**Prompt**
Transcribe every line of the records below verbatim, omitting the pictures from your answer.

[Data to examine — start]

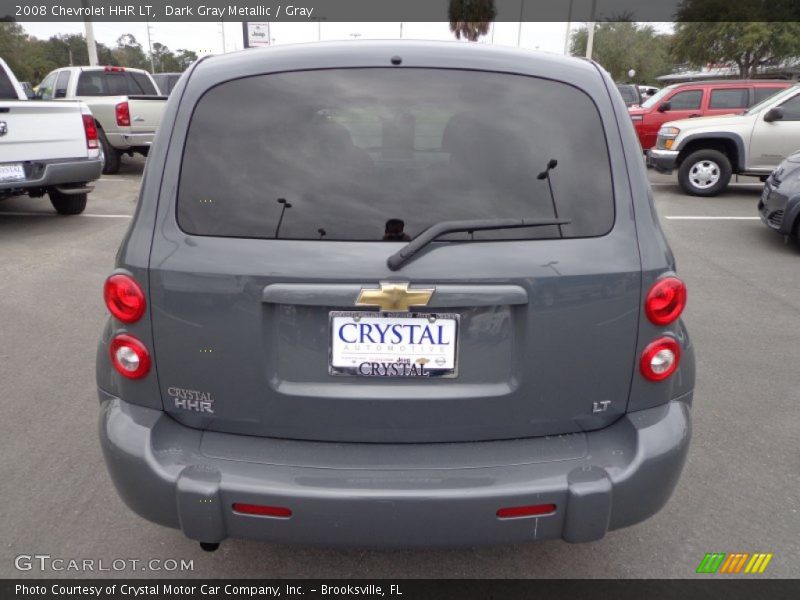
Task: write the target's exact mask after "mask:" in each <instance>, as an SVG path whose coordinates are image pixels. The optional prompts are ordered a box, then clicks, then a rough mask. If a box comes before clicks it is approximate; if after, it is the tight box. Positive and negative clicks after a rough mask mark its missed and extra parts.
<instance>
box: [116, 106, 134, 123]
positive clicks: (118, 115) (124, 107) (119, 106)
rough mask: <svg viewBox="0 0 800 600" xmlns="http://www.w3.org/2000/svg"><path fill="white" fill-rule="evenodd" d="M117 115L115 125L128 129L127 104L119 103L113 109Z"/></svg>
mask: <svg viewBox="0 0 800 600" xmlns="http://www.w3.org/2000/svg"><path fill="white" fill-rule="evenodd" d="M114 111H115V113H116V115H117V125H119V126H120V127H129V126H130V124H131V111H130V108H128V103H127V102H120V103H119V104H117V105H116V106H115V107H114Z"/></svg>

[Data to examine — finish]

**Task output**
Task: write the target's exact mask after "mask:" in each <instance>, as an SVG path whose coordinates are image pixels. The optional prompts are ordered a box, then clicks, then a rough mask. If a box comes before clicks it is approximate; if after, it is the tight box. Positive and negative clicks after a rough mask mark its missed and extra parts.
<instance>
box: [116, 106, 134, 123]
positive clicks: (118, 115) (124, 107) (119, 106)
rough mask: <svg viewBox="0 0 800 600" xmlns="http://www.w3.org/2000/svg"><path fill="white" fill-rule="evenodd" d="M117 115L115 125L128 129L127 104L119 103L113 109Z"/></svg>
mask: <svg viewBox="0 0 800 600" xmlns="http://www.w3.org/2000/svg"><path fill="white" fill-rule="evenodd" d="M114 111H115V113H116V115H117V125H119V126H120V127H129V126H130V124H131V111H130V108H128V103H127V102H120V103H119V104H117V105H116V106H115V107H114Z"/></svg>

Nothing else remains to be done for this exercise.